| Written request |
Extract each line of the data below that contains the word "shingle", where a match must have the same uppercase and lowercase letters.

* Begin Available data *

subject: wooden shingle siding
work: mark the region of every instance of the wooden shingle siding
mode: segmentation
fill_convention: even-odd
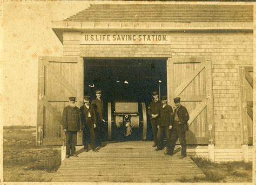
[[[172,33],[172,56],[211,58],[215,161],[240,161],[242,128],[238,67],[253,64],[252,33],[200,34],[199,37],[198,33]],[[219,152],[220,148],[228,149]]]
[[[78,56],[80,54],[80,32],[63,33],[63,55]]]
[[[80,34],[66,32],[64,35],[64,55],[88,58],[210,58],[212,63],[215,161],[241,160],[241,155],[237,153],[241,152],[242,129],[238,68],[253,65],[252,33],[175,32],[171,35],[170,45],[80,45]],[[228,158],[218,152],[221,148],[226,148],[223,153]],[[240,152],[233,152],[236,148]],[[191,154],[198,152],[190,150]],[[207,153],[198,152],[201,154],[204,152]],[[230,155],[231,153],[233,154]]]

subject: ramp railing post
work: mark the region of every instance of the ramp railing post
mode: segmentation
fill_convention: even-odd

* End Available data *
* Begin Available data *

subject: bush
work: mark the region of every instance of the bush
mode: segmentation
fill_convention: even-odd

* End Available data *
* Begin Available data *

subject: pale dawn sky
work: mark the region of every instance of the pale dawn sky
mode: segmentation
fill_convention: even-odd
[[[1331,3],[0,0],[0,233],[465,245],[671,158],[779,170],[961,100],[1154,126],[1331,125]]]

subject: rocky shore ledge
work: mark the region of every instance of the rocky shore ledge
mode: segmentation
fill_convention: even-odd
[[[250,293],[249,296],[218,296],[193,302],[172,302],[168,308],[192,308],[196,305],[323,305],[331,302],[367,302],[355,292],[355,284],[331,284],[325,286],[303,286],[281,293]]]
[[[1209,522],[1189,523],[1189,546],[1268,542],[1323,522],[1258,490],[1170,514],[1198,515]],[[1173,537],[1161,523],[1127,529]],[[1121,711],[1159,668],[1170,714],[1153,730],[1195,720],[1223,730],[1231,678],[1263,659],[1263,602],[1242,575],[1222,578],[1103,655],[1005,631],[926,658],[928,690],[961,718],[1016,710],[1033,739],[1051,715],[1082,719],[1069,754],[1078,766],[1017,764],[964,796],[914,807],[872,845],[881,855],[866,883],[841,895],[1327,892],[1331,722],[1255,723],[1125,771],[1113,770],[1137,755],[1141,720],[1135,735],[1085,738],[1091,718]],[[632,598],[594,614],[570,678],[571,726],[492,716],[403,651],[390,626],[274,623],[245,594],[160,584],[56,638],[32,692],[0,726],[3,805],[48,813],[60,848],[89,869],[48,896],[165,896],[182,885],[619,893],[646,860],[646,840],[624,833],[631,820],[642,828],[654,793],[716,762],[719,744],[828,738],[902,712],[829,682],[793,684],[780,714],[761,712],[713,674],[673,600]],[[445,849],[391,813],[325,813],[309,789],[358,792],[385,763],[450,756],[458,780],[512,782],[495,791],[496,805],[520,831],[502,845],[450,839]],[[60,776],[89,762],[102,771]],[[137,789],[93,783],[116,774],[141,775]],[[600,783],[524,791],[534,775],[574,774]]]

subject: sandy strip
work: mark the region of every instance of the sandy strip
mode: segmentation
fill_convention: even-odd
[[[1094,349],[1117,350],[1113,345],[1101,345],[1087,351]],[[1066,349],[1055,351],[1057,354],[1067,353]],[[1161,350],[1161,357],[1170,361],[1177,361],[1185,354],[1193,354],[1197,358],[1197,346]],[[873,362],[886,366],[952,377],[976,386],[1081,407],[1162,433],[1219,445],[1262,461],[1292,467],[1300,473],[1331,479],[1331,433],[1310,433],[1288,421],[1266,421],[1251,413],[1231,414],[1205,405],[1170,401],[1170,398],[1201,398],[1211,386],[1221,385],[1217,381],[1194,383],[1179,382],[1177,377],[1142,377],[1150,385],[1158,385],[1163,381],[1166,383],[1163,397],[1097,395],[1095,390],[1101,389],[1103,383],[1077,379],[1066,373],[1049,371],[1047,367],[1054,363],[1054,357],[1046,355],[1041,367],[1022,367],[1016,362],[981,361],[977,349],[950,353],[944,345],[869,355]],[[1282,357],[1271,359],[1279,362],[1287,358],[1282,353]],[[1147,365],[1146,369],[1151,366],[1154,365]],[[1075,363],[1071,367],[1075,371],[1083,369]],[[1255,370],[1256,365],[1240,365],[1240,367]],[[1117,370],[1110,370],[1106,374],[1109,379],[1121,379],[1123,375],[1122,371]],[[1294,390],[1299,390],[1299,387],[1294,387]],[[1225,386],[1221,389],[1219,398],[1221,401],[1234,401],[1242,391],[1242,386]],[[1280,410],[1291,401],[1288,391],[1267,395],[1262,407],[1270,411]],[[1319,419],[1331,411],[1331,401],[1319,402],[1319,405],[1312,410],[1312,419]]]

* End Available data *

| Response below |
subject: wooden shingle siding
work: mark the region of every instance of the wooden shingle siding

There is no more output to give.